◆ **Directions**: Below are the records; reproduce all of them exactly but without any images.

◆ **Data extract**:
+--

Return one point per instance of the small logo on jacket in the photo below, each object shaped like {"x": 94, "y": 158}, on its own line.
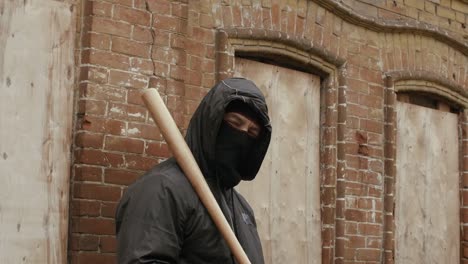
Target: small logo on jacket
{"x": 247, "y": 219}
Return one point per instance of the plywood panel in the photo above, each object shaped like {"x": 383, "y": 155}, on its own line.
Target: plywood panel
{"x": 36, "y": 99}
{"x": 427, "y": 186}
{"x": 286, "y": 193}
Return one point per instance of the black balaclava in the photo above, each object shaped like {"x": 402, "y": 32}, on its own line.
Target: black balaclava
{"x": 206, "y": 123}
{"x": 233, "y": 148}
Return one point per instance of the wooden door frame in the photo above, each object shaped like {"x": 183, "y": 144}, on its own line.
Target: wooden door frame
{"x": 431, "y": 83}
{"x": 301, "y": 54}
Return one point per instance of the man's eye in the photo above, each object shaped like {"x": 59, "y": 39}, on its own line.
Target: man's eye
{"x": 253, "y": 132}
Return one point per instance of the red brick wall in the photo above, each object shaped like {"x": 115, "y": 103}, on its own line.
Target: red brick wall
{"x": 126, "y": 46}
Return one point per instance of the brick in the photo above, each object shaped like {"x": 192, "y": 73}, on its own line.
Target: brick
{"x": 88, "y": 173}
{"x": 194, "y": 78}
{"x": 368, "y": 254}
{"x": 460, "y": 6}
{"x": 96, "y": 41}
{"x": 161, "y": 38}
{"x": 175, "y": 87}
{"x": 177, "y": 72}
{"x": 88, "y": 243}
{"x": 355, "y": 215}
{"x": 106, "y": 59}
{"x": 108, "y": 244}
{"x": 445, "y": 12}
{"x": 142, "y": 66}
{"x": 97, "y": 192}
{"x": 86, "y": 258}
{"x": 415, "y": 3}
{"x": 108, "y": 209}
{"x": 357, "y": 111}
{"x": 102, "y": 92}
{"x": 121, "y": 177}
{"x": 134, "y": 96}
{"x": 356, "y": 241}
{"x": 369, "y": 229}
{"x": 94, "y": 74}
{"x": 129, "y": 47}
{"x": 122, "y": 2}
{"x": 162, "y": 7}
{"x": 170, "y": 56}
{"x": 166, "y": 23}
{"x": 142, "y": 34}
{"x": 85, "y": 208}
{"x": 92, "y": 107}
{"x": 144, "y": 131}
{"x": 127, "y": 112}
{"x": 97, "y": 8}
{"x": 371, "y": 126}
{"x": 104, "y": 25}
{"x": 136, "y": 162}
{"x": 127, "y": 79}
{"x": 97, "y": 157}
{"x": 178, "y": 41}
{"x": 206, "y": 36}
{"x": 123, "y": 144}
{"x": 132, "y": 16}
{"x": 236, "y": 16}
{"x": 158, "y": 149}
{"x": 87, "y": 140}
{"x": 99, "y": 226}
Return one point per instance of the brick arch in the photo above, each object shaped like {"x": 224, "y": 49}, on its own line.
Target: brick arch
{"x": 435, "y": 84}
{"x": 299, "y": 54}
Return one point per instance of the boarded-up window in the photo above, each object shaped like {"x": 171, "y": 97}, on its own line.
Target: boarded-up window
{"x": 427, "y": 186}
{"x": 36, "y": 101}
{"x": 286, "y": 194}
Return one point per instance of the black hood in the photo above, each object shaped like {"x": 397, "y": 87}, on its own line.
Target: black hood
{"x": 206, "y": 121}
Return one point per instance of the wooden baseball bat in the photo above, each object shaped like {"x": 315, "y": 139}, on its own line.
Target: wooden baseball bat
{"x": 186, "y": 161}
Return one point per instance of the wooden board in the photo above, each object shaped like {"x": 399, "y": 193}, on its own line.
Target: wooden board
{"x": 286, "y": 194}
{"x": 427, "y": 186}
{"x": 36, "y": 101}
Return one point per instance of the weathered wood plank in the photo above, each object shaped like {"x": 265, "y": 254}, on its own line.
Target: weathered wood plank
{"x": 286, "y": 193}
{"x": 36, "y": 88}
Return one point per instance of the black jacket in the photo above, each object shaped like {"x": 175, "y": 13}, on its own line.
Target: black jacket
{"x": 160, "y": 218}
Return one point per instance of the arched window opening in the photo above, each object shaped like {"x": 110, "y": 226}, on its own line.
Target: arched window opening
{"x": 429, "y": 100}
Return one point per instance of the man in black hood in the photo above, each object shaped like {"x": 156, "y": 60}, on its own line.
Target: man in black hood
{"x": 160, "y": 219}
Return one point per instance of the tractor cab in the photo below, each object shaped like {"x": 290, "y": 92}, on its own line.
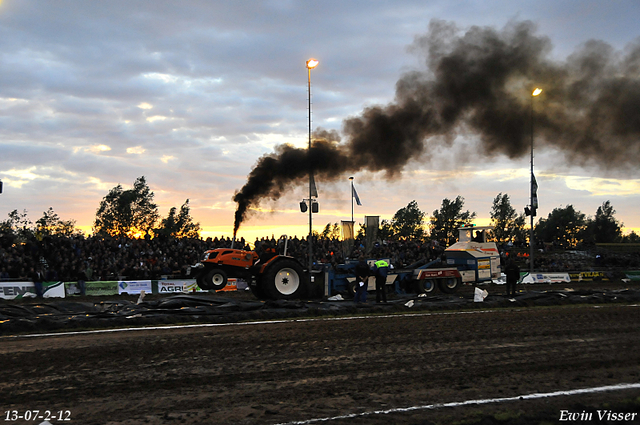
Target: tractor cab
{"x": 477, "y": 259}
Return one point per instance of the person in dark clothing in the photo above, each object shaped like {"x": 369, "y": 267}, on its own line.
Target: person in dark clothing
{"x": 381, "y": 270}
{"x": 82, "y": 281}
{"x": 362, "y": 281}
{"x": 37, "y": 277}
{"x": 513, "y": 275}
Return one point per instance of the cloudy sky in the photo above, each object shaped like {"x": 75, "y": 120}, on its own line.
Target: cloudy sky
{"x": 192, "y": 94}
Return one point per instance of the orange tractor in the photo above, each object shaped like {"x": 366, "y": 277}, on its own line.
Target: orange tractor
{"x": 269, "y": 276}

+--

◆ **Output below**:
Return one point per instance of the small logo on jacket in the photo below, each object shaped like {"x": 94, "y": 158}, on its own line.
Target: small logo on jacket
{"x": 247, "y": 219}
Return one point per instance of the plywood panel in the photo above, each object shaped like {"x": 383, "y": 155}, on its own line.
Target: plywood panel
{"x": 36, "y": 99}
{"x": 427, "y": 186}
{"x": 286, "y": 193}
Return one point per instance of the black balaclava in the photo above, each object shaped like {"x": 402, "y": 32}, on its own line.
Target: black balaclava
{"x": 206, "y": 123}
{"x": 233, "y": 148}
Return one point per instance of the wooden door frame in the photo above, each object shaped like {"x": 183, "y": 144}, on its own line.
Target: wooden door frame
{"x": 431, "y": 83}
{"x": 301, "y": 54}
Return one point per instance of the man's eye in the photo above, each object shaped like {"x": 59, "y": 39}, on its own line.
Target: man's eye
{"x": 253, "y": 132}
Return one point per instance of the red brick wall in the photo above, each object shaped like {"x": 115, "y": 103}, on its own line.
Target: red brick wall
{"x": 126, "y": 46}
Return one point per instance of the brick in the photo above, each object shaped like {"x": 192, "y": 73}, on its own line.
Target: brick
{"x": 88, "y": 173}
{"x": 194, "y": 78}
{"x": 368, "y": 254}
{"x": 460, "y": 6}
{"x": 96, "y": 41}
{"x": 161, "y": 38}
{"x": 175, "y": 87}
{"x": 177, "y": 72}
{"x": 88, "y": 243}
{"x": 355, "y": 215}
{"x": 106, "y": 59}
{"x": 108, "y": 244}
{"x": 445, "y": 12}
{"x": 142, "y": 66}
{"x": 97, "y": 192}
{"x": 86, "y": 258}
{"x": 415, "y": 3}
{"x": 108, "y": 209}
{"x": 357, "y": 111}
{"x": 102, "y": 92}
{"x": 121, "y": 177}
{"x": 134, "y": 96}
{"x": 356, "y": 241}
{"x": 369, "y": 229}
{"x": 94, "y": 74}
{"x": 129, "y": 47}
{"x": 122, "y": 2}
{"x": 162, "y": 7}
{"x": 170, "y": 56}
{"x": 166, "y": 23}
{"x": 142, "y": 34}
{"x": 85, "y": 208}
{"x": 92, "y": 107}
{"x": 144, "y": 131}
{"x": 127, "y": 112}
{"x": 97, "y": 8}
{"x": 371, "y": 126}
{"x": 104, "y": 25}
{"x": 136, "y": 162}
{"x": 127, "y": 79}
{"x": 97, "y": 157}
{"x": 178, "y": 41}
{"x": 206, "y": 36}
{"x": 123, "y": 144}
{"x": 132, "y": 16}
{"x": 236, "y": 16}
{"x": 158, "y": 149}
{"x": 87, "y": 140}
{"x": 99, "y": 226}
Return one point per instance of the brick arch in the photo above, each object shaped like {"x": 224, "y": 49}, on its own line.
Target: brick arch
{"x": 435, "y": 84}
{"x": 299, "y": 54}
Return one point per instance of the boarded-up window in the photo above, each object shaped like {"x": 171, "y": 97}, on its own line.
Target: boarded-up window
{"x": 427, "y": 186}
{"x": 36, "y": 101}
{"x": 286, "y": 194}
Return one point per instance of the black hood in the photo above, each object shaped like {"x": 397, "y": 87}, on its own line.
Target: black hood
{"x": 206, "y": 121}
Return one point per instance of the wooden baseball bat in the photo above, each object shaped like {"x": 315, "y": 139}, on its own line.
Target: wooden baseball bat
{"x": 186, "y": 161}
Return one point per instance of the wooden board in the photo above, each object shaped like {"x": 399, "y": 193}, on its own line.
Target: wooden board
{"x": 286, "y": 194}
{"x": 427, "y": 186}
{"x": 36, "y": 101}
Return one point per instance of the weathered wood plank in the photo above, each object shaped like {"x": 265, "y": 254}, on its own line.
Target: weathered wood plank
{"x": 286, "y": 193}
{"x": 36, "y": 88}
Return one point per instance of the black jacket in the photo above, each object shaped like {"x": 175, "y": 13}, on its own line.
Target: black jacket
{"x": 160, "y": 218}
Return one point per instance of the arched window opening in the photo above, each object shaped like {"x": 110, "y": 226}, on its own line.
Target: arched window opening
{"x": 429, "y": 100}
Return one point per instance of the man in black hood in the photo above, each object shaped like {"x": 156, "y": 60}, on its own line.
Target: man in black hood
{"x": 160, "y": 219}
Return one point per instance of the tractor cab in the photo below, each object shaped like {"x": 290, "y": 92}, on its own line.
Target: tractor cab
{"x": 477, "y": 259}
Return one point per instance of the person in dark clothing in the photo above, each object shaped like {"x": 369, "y": 267}, on its own line.
Target: person in dark clothing
{"x": 381, "y": 270}
{"x": 82, "y": 281}
{"x": 362, "y": 281}
{"x": 37, "y": 277}
{"x": 513, "y": 275}
Return one point per instance of the cloudy sky in the photo above, each object shaped like {"x": 75, "y": 120}, on its own line.
Target: cloudy sky
{"x": 192, "y": 94}
Return one point per instance of the orange tractor in the photo above, each object shaped like {"x": 366, "y": 277}, on its own line.
Target: orange tractor
{"x": 269, "y": 276}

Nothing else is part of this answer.